___ Given data ___
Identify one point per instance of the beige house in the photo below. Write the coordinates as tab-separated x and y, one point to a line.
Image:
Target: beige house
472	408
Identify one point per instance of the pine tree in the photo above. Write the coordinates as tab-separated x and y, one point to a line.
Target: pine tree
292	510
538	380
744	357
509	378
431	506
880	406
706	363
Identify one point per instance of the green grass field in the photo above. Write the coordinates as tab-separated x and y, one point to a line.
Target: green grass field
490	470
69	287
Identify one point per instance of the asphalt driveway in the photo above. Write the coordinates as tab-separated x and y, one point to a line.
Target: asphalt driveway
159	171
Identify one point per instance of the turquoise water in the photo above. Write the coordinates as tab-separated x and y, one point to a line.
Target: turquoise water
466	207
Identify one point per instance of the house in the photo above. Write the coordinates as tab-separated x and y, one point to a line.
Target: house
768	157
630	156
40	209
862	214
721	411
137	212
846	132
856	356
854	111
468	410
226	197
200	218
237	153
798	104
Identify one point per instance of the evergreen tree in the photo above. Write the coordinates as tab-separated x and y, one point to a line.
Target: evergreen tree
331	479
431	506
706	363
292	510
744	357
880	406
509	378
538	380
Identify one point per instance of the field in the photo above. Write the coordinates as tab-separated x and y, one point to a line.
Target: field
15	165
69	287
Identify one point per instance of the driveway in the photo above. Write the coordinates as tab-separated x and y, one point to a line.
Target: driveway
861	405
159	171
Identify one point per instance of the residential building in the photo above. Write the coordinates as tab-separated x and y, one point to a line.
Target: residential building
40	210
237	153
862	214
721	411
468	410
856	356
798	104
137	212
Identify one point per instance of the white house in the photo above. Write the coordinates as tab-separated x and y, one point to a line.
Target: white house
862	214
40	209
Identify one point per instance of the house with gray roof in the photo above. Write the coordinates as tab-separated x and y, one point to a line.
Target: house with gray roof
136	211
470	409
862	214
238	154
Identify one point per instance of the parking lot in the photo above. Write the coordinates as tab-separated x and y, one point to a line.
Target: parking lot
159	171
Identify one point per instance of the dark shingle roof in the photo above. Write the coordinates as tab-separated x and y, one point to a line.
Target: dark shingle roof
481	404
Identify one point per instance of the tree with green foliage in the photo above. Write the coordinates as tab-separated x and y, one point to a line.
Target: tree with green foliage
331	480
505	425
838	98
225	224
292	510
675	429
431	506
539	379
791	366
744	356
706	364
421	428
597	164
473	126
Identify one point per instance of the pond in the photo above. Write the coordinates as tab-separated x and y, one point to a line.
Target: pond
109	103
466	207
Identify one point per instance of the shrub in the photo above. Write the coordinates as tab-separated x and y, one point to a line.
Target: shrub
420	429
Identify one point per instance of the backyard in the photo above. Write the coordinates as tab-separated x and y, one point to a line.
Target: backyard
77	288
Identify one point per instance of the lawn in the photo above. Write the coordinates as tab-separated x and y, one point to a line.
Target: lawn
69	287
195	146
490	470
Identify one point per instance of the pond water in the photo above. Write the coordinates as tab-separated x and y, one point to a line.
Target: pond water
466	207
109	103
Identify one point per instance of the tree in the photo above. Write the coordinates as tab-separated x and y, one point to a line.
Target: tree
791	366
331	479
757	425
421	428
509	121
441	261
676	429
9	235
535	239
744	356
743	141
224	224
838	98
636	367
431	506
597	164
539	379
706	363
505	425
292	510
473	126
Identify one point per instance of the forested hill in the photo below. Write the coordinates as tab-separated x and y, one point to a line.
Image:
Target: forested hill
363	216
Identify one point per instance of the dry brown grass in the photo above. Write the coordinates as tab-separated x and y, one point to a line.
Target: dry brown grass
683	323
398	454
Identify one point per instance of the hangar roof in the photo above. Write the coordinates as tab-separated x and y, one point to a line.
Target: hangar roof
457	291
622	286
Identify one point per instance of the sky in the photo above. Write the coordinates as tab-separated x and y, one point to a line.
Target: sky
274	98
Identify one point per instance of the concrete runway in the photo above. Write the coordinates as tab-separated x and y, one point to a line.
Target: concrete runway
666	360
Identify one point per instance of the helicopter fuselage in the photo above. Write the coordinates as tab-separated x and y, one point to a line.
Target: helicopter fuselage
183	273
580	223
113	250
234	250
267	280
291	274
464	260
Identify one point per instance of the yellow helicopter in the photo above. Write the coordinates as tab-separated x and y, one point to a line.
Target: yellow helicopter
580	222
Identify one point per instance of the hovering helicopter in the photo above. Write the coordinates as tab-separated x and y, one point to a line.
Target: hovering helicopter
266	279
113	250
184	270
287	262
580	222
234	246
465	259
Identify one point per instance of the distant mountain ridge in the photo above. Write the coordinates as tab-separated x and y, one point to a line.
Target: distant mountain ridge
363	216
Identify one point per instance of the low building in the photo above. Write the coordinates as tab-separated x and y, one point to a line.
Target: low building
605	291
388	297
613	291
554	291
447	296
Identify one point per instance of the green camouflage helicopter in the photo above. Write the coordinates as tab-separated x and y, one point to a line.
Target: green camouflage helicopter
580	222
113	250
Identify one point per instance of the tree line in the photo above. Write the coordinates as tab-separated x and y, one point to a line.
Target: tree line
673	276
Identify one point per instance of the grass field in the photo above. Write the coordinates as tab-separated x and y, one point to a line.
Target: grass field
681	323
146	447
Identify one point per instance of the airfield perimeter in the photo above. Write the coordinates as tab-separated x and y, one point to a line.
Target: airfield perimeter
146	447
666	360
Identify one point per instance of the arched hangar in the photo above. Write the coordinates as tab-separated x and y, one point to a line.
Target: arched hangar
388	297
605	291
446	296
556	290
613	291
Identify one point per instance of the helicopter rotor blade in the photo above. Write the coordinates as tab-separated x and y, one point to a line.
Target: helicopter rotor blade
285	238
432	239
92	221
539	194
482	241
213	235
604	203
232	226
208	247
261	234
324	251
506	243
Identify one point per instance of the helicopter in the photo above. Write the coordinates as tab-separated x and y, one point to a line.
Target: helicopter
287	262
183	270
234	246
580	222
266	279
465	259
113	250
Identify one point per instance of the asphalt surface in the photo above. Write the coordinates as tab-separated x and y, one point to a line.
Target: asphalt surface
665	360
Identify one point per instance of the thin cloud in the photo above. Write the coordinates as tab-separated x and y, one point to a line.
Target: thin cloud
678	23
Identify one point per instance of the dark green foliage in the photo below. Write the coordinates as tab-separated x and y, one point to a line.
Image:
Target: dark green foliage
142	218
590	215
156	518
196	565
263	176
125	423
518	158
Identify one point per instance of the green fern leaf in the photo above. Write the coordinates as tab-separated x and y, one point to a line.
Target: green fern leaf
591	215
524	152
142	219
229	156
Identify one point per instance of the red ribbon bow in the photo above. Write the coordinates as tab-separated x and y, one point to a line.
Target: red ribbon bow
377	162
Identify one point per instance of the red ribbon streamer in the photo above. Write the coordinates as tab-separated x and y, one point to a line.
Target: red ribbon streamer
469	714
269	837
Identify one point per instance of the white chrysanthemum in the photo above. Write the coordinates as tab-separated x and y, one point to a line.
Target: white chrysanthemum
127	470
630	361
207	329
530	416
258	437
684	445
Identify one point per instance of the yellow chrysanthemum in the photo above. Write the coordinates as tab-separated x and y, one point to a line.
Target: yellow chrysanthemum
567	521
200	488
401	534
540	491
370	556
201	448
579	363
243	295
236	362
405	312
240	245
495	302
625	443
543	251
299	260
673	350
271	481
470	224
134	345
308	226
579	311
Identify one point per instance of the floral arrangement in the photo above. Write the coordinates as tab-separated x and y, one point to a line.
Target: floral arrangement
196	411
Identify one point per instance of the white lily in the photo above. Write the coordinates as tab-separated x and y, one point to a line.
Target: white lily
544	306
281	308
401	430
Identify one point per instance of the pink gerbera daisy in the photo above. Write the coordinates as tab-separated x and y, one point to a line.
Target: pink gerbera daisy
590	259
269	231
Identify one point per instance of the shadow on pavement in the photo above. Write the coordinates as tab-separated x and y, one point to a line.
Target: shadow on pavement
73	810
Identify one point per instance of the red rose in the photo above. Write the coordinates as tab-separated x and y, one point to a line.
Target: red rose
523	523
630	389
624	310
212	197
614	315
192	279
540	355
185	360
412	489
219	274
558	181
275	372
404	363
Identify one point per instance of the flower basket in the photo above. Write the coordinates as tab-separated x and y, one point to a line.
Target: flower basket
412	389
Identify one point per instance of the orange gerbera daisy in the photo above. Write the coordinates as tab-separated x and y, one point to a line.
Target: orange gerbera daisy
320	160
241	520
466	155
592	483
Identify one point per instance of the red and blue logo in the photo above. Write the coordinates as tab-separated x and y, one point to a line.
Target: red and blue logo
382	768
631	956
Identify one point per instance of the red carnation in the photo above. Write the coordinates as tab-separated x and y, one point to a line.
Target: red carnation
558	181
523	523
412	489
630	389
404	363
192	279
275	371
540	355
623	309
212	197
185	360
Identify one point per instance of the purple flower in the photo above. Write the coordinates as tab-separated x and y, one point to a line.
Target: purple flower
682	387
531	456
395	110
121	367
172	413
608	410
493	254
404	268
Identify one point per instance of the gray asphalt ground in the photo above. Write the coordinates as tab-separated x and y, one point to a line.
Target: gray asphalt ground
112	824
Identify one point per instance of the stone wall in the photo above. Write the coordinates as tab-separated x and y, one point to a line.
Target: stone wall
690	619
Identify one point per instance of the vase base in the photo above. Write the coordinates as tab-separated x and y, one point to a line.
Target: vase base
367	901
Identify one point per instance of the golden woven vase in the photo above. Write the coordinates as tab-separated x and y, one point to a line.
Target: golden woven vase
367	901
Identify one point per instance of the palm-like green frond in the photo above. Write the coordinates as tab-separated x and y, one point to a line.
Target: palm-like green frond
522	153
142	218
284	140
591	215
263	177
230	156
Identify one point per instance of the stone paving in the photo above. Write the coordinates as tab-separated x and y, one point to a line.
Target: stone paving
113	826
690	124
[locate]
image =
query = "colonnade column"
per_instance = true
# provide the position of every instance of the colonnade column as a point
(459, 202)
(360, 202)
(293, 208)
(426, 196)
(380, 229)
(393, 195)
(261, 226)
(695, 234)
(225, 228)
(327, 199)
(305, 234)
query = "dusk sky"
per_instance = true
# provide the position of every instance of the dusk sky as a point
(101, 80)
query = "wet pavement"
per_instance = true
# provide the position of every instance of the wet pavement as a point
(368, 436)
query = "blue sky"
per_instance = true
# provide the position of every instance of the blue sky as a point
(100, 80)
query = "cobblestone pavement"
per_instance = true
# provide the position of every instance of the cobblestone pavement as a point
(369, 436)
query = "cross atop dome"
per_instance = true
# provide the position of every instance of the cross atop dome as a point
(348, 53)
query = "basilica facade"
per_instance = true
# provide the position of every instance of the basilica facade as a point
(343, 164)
___
Your assignment
When a line in the data holds the word "query", show that line.

Task result
query = "colonnade column"
query = "dusk sky"
query = "wet pavement"
query = "blue sky"
query = "cobblestone pavement"
query = "cross atop dome"
query = "basilica facade"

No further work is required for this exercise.